§ **PROMPT**
Transcribe all of the data exactly. Omit the pictures.

§ **DATASET**
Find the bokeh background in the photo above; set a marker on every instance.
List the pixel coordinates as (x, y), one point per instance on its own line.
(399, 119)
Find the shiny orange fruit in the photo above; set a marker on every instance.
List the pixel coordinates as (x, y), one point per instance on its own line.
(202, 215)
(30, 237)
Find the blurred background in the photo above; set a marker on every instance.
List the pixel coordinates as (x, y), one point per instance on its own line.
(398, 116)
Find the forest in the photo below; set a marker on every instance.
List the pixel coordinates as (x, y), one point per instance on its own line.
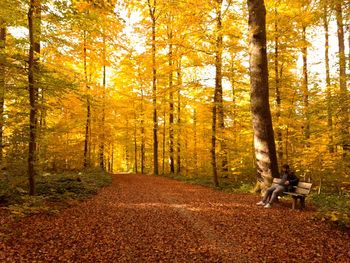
(149, 130)
(164, 87)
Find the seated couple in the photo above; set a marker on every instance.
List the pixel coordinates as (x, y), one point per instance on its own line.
(288, 180)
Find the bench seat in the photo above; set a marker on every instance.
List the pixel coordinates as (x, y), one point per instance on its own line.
(300, 192)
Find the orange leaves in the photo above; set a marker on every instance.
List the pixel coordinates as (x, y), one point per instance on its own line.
(153, 219)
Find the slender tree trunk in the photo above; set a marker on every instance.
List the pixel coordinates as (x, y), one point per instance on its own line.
(213, 140)
(305, 90)
(34, 21)
(171, 105)
(152, 10)
(328, 81)
(195, 139)
(88, 109)
(102, 139)
(344, 122)
(218, 87)
(142, 136)
(163, 141)
(2, 84)
(278, 91)
(178, 146)
(135, 144)
(264, 143)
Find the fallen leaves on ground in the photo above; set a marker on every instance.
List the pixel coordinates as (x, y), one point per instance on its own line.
(153, 219)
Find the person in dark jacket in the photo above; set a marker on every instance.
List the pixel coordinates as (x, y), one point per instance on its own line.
(288, 180)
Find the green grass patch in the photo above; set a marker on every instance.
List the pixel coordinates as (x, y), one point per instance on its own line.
(50, 189)
(333, 208)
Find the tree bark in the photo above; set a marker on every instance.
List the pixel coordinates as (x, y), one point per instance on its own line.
(278, 90)
(178, 145)
(344, 121)
(2, 84)
(264, 143)
(213, 140)
(171, 105)
(152, 10)
(34, 21)
(328, 80)
(218, 88)
(305, 90)
(102, 143)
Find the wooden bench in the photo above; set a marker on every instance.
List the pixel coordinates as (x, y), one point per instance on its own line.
(301, 191)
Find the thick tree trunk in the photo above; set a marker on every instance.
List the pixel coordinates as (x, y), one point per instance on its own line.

§ **SOLUTION TO THIS TASK**
Find the bokeh background in the photo above; set a marker on every instance.
List the pixel coordinates as (x, y), one point per instance on its own line.
(399, 119)
Find the shiny orange fruit in the photo above; set a marker on every instance.
List the pixel coordinates as (x, y), one point per instance on its own line.
(202, 215)
(30, 237)
Find the blurred background in the photo above; set a marker on every instance.
List the pixel coordinates as (x, y), one point per instance on its own line.
(398, 116)
Find the forest in the photo below; set a marker on every instance.
List the pixel coordinates as (x, y), one point per instance on its own line.
(149, 130)
(164, 87)
Find the seated couple in the photo above; set a marker on every instance.
List the pixel coordinates as (x, y), one point per instance on its own line.
(288, 180)
Find the bench seat in the photo above; set a marker on every instance.
List the pixel coordinates as (x, y), one point per instance on its own line.
(300, 192)
Find the orange leaves in the photo above; set a marker on every instance.
List the pixel coordinates as (x, y), one point per instance on its own line.
(153, 219)
Find the slender tree trunk in the photo above; set a marker on every instance.
List the pixel coordinates as (x, y), one point per instance on its own line.
(213, 140)
(305, 90)
(34, 21)
(171, 105)
(152, 10)
(328, 81)
(195, 139)
(88, 109)
(102, 139)
(344, 122)
(218, 87)
(142, 136)
(163, 141)
(2, 84)
(278, 91)
(178, 146)
(135, 144)
(264, 143)
Find the fallen leaves on ground in the photo above; set a marker on every instance.
List the pixel coordinates as (x, y), one point per instance on its own line.
(153, 219)
Find the person in dark jacket in the photo above; set a marker on every instance.
List the pixel coordinates as (x, y), one point per instance on its own line.
(288, 180)
Find the green grass patch in the photo above; set a marker on every instance.
List the pixel coordinates as (x, y), one point per instance on its own line.
(50, 189)
(333, 208)
Find the tree bark in the photo above; set a marker on every instance.
List the pixel coordinates as (x, y), one point per instance on its own line.
(278, 90)
(178, 145)
(344, 121)
(2, 84)
(264, 143)
(213, 140)
(171, 105)
(152, 10)
(34, 21)
(328, 80)
(218, 88)
(305, 90)
(102, 143)
Find the wooden bench in the photo above; set a marker on every instance.
List the pixel coordinates as (x, y), one point per instance on its own line.
(301, 191)
Find the thick tree trunk in the photo above; set a marker on every instance.
List the pixel coordinates as (x, y), one point per instance on its own line.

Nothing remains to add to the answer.